>> Start

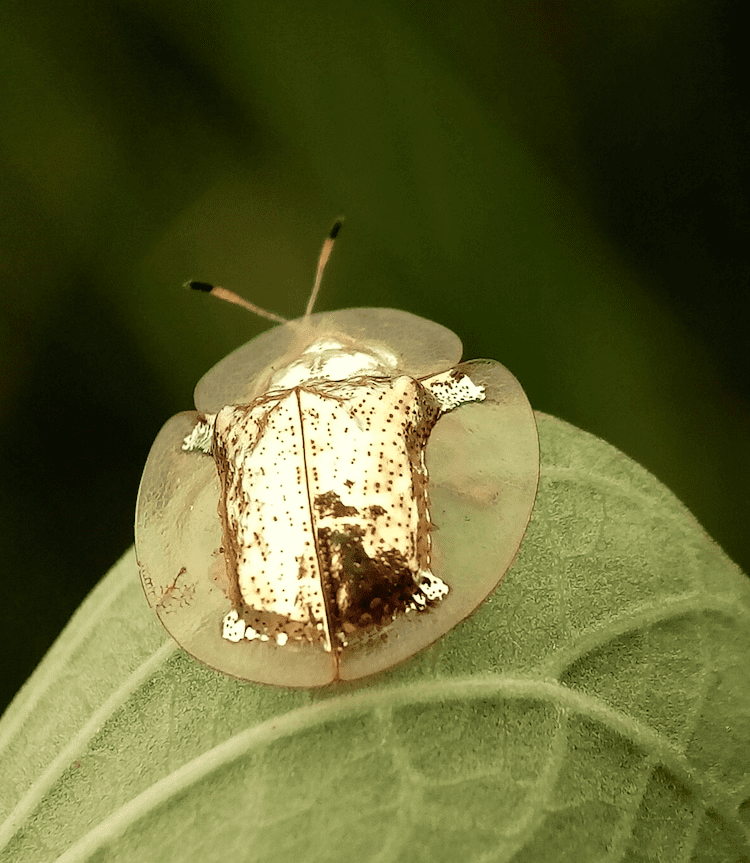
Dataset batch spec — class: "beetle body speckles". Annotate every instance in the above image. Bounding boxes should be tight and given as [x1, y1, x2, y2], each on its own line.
[183, 370, 476, 652]
[136, 223, 539, 687]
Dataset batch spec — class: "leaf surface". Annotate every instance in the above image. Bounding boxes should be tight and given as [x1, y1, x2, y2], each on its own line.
[0, 415, 750, 863]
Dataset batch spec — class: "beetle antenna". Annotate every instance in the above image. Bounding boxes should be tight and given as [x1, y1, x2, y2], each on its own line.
[305, 218, 344, 318]
[183, 280, 289, 324]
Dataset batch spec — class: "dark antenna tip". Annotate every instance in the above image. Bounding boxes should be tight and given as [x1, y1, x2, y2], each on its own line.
[328, 218, 344, 240]
[182, 286, 214, 294]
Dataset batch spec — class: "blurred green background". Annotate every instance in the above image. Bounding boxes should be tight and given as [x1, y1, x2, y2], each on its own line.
[0, 0, 750, 706]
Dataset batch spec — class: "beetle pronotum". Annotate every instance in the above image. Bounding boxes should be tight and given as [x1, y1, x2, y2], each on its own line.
[135, 223, 539, 687]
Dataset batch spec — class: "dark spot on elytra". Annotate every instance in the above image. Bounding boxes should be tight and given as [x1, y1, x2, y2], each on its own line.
[313, 491, 358, 518]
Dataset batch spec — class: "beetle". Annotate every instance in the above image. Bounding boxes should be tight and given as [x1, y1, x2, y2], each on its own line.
[135, 222, 539, 687]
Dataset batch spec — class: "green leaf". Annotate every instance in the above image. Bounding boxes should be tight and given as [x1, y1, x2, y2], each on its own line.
[0, 415, 750, 863]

>> End

WHAT IS REQUIRED: Format every line of the listing above as a numbered list, omitting blank lines and leaving out the picture.

FULL OUTPUT:
1. Dataset batch spec — class: "beetle body speckles". Annotate every instance in the above image. Bounding boxes should be tight and given as [x1, y1, x2, y2], each on its own line.
2. [183, 370, 476, 652]
3. [136, 223, 539, 687]
4. Dataset batch spec — class: "leaf surface". Annotate every instance in the above image. Bounding boxes should be tight and given as [x1, y1, x2, y2], each on its own line.
5. [0, 415, 750, 863]
6. Dataset batch spec — class: "beetle antenna". Annotate every instance in the above image. Bounding boxes should be tight and given as [x1, y1, x2, y2], each on its own line.
7. [305, 218, 344, 318]
8. [183, 280, 289, 324]
9. Dataset batch spec — class: "dark antenna tip". Annotate every instance in the above image. Bounding boxes should be tight and given as [x1, y1, x2, y2], each on its own line.
10. [328, 218, 344, 240]
11. [182, 286, 214, 294]
12. Dataset batch spec — class: "blurred green background". Annotate every instance in the above image. Bounding boxes should be tight and given as [x1, y1, x2, y2], each on its own line.
13. [0, 0, 750, 706]
14. Dataset batch spec — class: "beetle pronotum". Annotate every instance in the above image. Bounding boxes should be tight and given as [x1, y1, x2, y2], each on its own line.
15. [135, 223, 539, 687]
16. Dataset batch spec — class: "dark spot on elytra". Annotate every instance in the above image. Bounding boxes should be tight and given as [x1, y1, x2, y2], each on its own line.
17. [313, 491, 358, 518]
18. Dataset batch spec — class: "beetle". Annotate every instance in the above image. Bounding boxes should be tight and given as [x1, y1, x2, y2], each on its own line.
19. [135, 222, 539, 687]
20. Dataset batch spec — class: "green leaf". Annotate every instance in the above image. Bounding boxes should be tight and given as [x1, y1, x2, y2], each on its own line.
21. [0, 415, 750, 863]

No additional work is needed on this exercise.